- _TASK TO CARRY OUT_
Please count the lines in the entries below that include the word "jacket", and give only the number.
==== DATA IN THIS EXERCISE
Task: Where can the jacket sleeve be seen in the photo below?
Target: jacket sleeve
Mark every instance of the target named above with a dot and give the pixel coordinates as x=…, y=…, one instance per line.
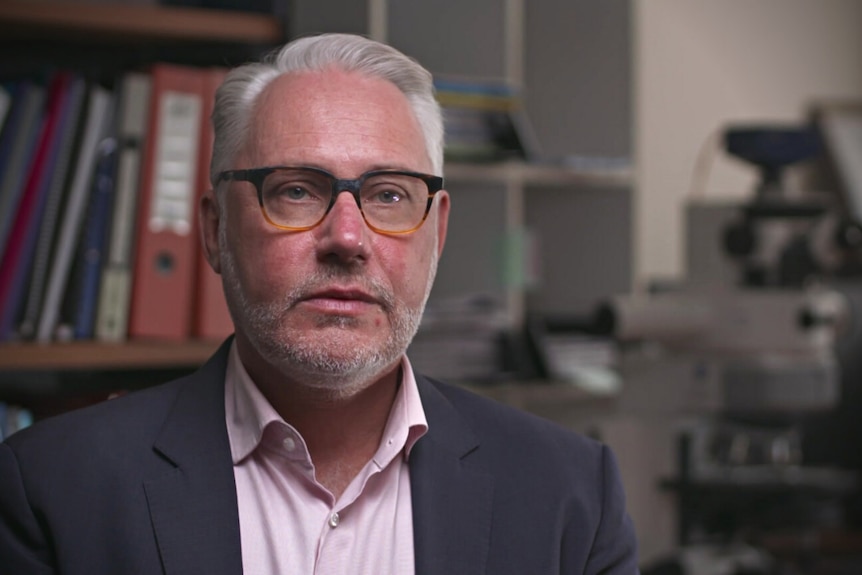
x=23, y=546
x=614, y=549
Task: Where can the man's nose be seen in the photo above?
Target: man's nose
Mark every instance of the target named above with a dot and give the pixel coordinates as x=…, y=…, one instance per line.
x=343, y=232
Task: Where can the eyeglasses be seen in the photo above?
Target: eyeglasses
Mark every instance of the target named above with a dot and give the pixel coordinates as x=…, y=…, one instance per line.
x=298, y=198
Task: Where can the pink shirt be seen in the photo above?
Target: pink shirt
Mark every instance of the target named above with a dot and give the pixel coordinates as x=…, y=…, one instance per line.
x=289, y=523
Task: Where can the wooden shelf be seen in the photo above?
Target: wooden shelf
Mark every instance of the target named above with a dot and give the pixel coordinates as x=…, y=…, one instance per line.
x=522, y=173
x=91, y=356
x=138, y=22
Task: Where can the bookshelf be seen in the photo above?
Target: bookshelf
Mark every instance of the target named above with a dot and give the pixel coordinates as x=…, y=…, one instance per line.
x=136, y=22
x=110, y=38
x=91, y=355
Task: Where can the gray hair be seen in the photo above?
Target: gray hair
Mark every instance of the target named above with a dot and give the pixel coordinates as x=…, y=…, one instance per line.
x=236, y=97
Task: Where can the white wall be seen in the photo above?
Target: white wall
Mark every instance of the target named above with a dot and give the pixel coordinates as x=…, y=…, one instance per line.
x=701, y=63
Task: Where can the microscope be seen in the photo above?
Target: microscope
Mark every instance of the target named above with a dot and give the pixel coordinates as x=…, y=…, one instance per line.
x=745, y=348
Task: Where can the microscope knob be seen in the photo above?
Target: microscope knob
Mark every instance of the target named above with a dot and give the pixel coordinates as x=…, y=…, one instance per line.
x=739, y=239
x=848, y=236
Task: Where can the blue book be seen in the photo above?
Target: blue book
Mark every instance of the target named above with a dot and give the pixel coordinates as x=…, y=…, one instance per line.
x=95, y=239
x=26, y=227
x=96, y=127
x=68, y=134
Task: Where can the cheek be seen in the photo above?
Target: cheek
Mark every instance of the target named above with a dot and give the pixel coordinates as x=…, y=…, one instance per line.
x=263, y=260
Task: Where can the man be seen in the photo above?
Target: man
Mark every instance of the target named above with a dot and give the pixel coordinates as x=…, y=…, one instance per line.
x=307, y=444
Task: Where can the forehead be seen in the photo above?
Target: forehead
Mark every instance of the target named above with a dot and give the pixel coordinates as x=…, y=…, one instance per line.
x=337, y=120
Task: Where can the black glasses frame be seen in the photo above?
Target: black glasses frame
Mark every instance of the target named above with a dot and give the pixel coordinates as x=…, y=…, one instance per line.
x=256, y=176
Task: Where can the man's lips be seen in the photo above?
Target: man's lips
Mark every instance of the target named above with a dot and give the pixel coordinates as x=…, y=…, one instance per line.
x=340, y=299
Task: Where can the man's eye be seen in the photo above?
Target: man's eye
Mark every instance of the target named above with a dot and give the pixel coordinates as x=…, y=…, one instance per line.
x=293, y=192
x=389, y=196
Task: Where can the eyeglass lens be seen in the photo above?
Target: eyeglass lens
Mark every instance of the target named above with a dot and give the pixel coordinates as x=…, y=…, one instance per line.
x=297, y=197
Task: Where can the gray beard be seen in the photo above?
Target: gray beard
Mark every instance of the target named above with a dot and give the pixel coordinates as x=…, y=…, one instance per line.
x=296, y=354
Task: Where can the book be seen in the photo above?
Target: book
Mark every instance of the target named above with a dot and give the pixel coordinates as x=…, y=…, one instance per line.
x=67, y=136
x=161, y=305
x=18, y=257
x=16, y=149
x=116, y=287
x=94, y=240
x=97, y=123
x=5, y=104
x=211, y=315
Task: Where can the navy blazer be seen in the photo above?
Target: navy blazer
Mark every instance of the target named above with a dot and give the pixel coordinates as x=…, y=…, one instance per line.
x=144, y=484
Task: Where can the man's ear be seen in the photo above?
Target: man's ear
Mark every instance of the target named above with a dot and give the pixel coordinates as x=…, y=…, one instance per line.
x=208, y=221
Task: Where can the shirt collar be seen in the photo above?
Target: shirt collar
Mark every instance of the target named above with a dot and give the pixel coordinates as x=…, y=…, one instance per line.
x=248, y=413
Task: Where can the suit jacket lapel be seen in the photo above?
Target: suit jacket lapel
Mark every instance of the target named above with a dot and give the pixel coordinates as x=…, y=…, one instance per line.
x=451, y=493
x=193, y=507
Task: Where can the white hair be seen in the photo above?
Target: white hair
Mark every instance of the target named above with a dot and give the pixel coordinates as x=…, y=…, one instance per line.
x=236, y=97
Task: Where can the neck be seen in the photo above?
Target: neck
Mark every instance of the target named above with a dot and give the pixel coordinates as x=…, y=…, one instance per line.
x=342, y=431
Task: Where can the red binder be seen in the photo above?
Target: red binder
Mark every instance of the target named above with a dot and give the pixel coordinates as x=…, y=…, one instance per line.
x=166, y=244
x=211, y=317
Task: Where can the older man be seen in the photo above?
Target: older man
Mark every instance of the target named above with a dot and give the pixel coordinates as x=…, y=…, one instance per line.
x=307, y=444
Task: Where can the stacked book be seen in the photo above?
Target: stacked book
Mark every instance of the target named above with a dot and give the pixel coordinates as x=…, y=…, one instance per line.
x=483, y=121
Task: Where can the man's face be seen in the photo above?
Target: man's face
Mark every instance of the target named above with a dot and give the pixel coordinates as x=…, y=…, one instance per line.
x=336, y=306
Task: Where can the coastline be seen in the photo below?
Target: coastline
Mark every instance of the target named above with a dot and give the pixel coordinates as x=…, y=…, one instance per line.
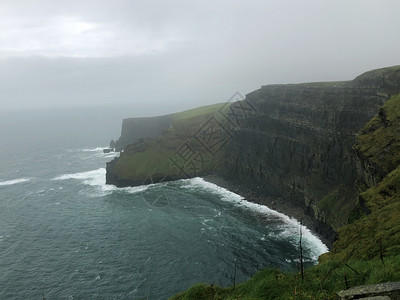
x=277, y=204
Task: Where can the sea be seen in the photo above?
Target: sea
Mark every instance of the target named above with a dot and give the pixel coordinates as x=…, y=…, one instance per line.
x=65, y=234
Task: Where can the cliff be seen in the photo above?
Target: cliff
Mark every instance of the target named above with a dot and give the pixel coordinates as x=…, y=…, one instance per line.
x=289, y=142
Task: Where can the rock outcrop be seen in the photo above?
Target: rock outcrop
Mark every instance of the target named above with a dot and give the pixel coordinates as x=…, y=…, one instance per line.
x=296, y=144
x=134, y=129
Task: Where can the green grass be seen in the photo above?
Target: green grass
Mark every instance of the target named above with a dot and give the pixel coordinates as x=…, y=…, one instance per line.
x=321, y=282
x=356, y=256
x=148, y=157
x=379, y=140
x=199, y=111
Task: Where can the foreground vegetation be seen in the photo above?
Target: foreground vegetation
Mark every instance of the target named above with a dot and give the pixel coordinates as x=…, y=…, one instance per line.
x=320, y=282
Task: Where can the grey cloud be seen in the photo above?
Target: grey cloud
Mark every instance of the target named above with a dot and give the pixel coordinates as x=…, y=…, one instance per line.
x=179, y=54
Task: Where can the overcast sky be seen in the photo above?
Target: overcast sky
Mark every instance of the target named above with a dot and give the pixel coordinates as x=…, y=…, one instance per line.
x=164, y=56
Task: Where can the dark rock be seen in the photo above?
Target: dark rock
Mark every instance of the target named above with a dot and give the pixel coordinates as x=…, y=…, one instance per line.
x=389, y=289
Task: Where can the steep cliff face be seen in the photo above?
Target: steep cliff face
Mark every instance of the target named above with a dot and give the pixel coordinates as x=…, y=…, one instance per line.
x=296, y=145
x=134, y=129
x=299, y=143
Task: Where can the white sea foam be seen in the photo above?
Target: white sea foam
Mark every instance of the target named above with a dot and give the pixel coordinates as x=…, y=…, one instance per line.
x=14, y=181
x=97, y=178
x=97, y=149
x=290, y=227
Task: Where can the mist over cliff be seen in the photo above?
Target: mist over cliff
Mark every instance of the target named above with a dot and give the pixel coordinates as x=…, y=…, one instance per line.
x=289, y=142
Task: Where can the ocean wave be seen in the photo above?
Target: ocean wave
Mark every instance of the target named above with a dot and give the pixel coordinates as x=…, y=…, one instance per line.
x=97, y=149
x=14, y=181
x=97, y=178
x=290, y=228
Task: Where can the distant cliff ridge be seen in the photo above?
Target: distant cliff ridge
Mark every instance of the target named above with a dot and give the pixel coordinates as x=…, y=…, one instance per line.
x=134, y=129
x=297, y=145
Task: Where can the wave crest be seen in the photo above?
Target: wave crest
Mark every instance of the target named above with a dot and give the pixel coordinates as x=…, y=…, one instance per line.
x=14, y=181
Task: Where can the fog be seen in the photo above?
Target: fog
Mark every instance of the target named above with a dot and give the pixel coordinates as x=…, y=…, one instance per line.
x=163, y=56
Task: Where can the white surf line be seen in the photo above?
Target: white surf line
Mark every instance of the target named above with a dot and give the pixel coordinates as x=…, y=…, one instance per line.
x=14, y=181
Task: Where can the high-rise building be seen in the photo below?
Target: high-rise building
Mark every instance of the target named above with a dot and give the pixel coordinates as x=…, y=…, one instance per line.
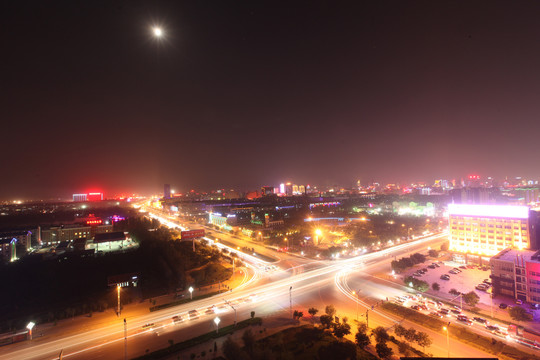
x=489, y=229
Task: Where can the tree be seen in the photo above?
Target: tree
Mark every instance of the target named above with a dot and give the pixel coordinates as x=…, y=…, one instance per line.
x=400, y=330
x=383, y=350
x=362, y=340
x=423, y=340
x=410, y=335
x=433, y=253
x=249, y=341
x=326, y=321
x=380, y=333
x=342, y=329
x=362, y=327
x=519, y=314
x=330, y=310
x=312, y=312
x=471, y=298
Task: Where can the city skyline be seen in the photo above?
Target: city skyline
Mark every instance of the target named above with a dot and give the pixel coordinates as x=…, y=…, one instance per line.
x=241, y=95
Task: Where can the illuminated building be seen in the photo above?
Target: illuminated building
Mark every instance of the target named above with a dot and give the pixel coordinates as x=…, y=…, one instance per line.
x=79, y=197
x=95, y=196
x=489, y=229
x=167, y=191
x=517, y=273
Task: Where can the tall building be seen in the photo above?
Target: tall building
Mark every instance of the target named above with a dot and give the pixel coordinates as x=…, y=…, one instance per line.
x=489, y=229
x=517, y=273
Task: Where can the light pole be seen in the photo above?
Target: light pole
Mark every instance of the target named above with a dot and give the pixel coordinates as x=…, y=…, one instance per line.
x=118, y=296
x=290, y=300
x=232, y=307
x=357, y=301
x=125, y=339
x=446, y=328
x=30, y=326
x=217, y=320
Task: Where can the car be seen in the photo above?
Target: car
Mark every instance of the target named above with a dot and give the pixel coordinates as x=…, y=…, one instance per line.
x=464, y=319
x=480, y=320
x=444, y=312
x=193, y=314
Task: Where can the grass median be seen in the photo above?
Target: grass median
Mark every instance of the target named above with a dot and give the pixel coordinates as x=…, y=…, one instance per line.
x=185, y=301
x=159, y=354
x=491, y=345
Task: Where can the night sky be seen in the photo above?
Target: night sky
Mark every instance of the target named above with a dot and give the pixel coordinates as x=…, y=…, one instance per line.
x=244, y=94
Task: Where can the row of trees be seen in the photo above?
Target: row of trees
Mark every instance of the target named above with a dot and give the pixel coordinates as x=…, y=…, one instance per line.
x=407, y=262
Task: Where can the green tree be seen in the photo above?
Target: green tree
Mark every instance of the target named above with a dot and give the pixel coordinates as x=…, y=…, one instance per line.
x=312, y=312
x=380, y=333
x=342, y=329
x=383, y=350
x=423, y=340
x=519, y=314
x=330, y=310
x=471, y=298
x=326, y=321
x=362, y=340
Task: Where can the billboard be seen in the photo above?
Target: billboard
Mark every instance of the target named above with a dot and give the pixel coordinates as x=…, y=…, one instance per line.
x=190, y=234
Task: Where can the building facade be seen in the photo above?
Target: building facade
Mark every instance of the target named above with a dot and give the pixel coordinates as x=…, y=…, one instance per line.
x=517, y=274
x=489, y=229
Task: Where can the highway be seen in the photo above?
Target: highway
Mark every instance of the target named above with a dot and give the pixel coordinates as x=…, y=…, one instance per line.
x=314, y=283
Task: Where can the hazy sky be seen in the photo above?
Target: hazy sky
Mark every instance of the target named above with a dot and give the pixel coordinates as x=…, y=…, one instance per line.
x=243, y=94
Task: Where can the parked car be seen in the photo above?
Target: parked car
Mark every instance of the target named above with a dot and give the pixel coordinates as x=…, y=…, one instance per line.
x=480, y=320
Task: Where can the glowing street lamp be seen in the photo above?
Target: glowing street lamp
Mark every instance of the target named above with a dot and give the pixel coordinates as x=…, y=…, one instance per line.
x=30, y=326
x=445, y=328
x=157, y=32
x=216, y=321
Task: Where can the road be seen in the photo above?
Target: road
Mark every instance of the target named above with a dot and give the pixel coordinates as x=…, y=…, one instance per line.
x=268, y=294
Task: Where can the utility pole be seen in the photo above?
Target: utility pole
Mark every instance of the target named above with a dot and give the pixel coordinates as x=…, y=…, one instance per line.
x=367, y=317
x=290, y=300
x=125, y=339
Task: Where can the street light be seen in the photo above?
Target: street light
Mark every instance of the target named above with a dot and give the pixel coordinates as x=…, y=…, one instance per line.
x=157, y=31
x=357, y=301
x=446, y=328
x=118, y=295
x=30, y=326
x=217, y=320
========
- _WRITTEN SOLUTION_
4